Singapore Unbound Awards: Singapore and Other Literatures
These awards are for the best undergraduate critical essays on Singapore and Other Literatures. “For the purpose of these awards, Singapore literature is defined as literature written in English from 1965 onwards by a Singaporean citizen, permanent resident, or anyone with a strong personal and literary association with Singapore. The author does not have to be residing in Singapore nor to have maintained their citizenship. The work(s) discussed may be in any of the literary genres, including but not limited to poetry, fiction, literary non-fiction, drama, and graphic novels.”
Value: S250 each for three essayists
Open for: Undergraduate writers
Deadline: 31 July 2024
Details here.
(See Singapore Unbound’s submission calls here.)

================

> _Written task 1_: According to the Singapore Unbound Awards announcement, what is the deadline for these awards?
> _Written task 2_: Swap "three essayists" for "five essayists" and write out everything in the Singapore Unbound Awards announcement from "Value: S250 each" down to "submission calls here.)".
> _Written task 3_: Carry on the Singapore Unbound Awards announcement from the point where it stops.
The material that comes next has no connection to the Singapore Unbound Awards announcement.

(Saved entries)

================

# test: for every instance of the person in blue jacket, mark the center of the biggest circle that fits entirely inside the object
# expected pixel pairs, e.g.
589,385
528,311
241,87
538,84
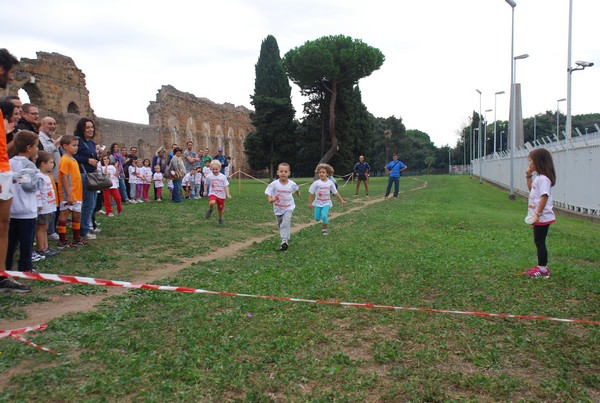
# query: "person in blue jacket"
394,169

================

> _Result 1_: 31 July 2024

> _Result 2_:
Value: S250 each for five essayists
Open for: Undergraduate writers
Deadline: 31 July 2024
Details here.
(See Singapore Unbound’s submission calls here.)

> _Result 3_:
Hachette UK: The Future Bookshelf – The Robinson New Voices Award
This is an opportunity for unagented, unpublished, underrepresented writers in the UK, for a popular psychology book. “Hachette UK’s The Future Bookshelf is running the New Voices Award Prize for its second year to help discover unpublished psychology writers from Black, Asian, mixed heritage and multiple ethnic backgrounds, as well as those who are disabled, gender diverse, part of the LGBTQIA+ community or from cultural or religious minorities. … The winner will receive an offer to publish with Robinson including an advance against royalties of at least £5000”. And, judging will be on the originality of the thesis or concept, the logic and credibility of the argument, the rigour of the research, the clarity and accessibility of the writing, the relevance of the topic to general and/or non-academic readers, and the usefulness of the advice.
Value: £5,000 advance, feedback, mentoring, meeting with a literary agent, and more
Deadline: 31 July 2024
Open for: UK-based unpublished and underrepresented writers (see guidelines)
Details here.
(See all of The Future Bookshelf’s opportunities, including for LGBTQ+ writers, here.)

(A couple of contests with later deadlines are:

— The Academy for Teachers – Stories Out of School Flash Fiction Contest:
They want honest, unsentimental stories, of 6-499 words, about teachers and schools. The contest is open to all writers, whether or not they are a teacher. The story’s protagonist or narrator must be a K-12 teacher. Sentimentality is discouraged and education jargon is forbidden. The prize is $1,000, and publication in A Public Space. The deadline is 1 September 2024. Details here and here.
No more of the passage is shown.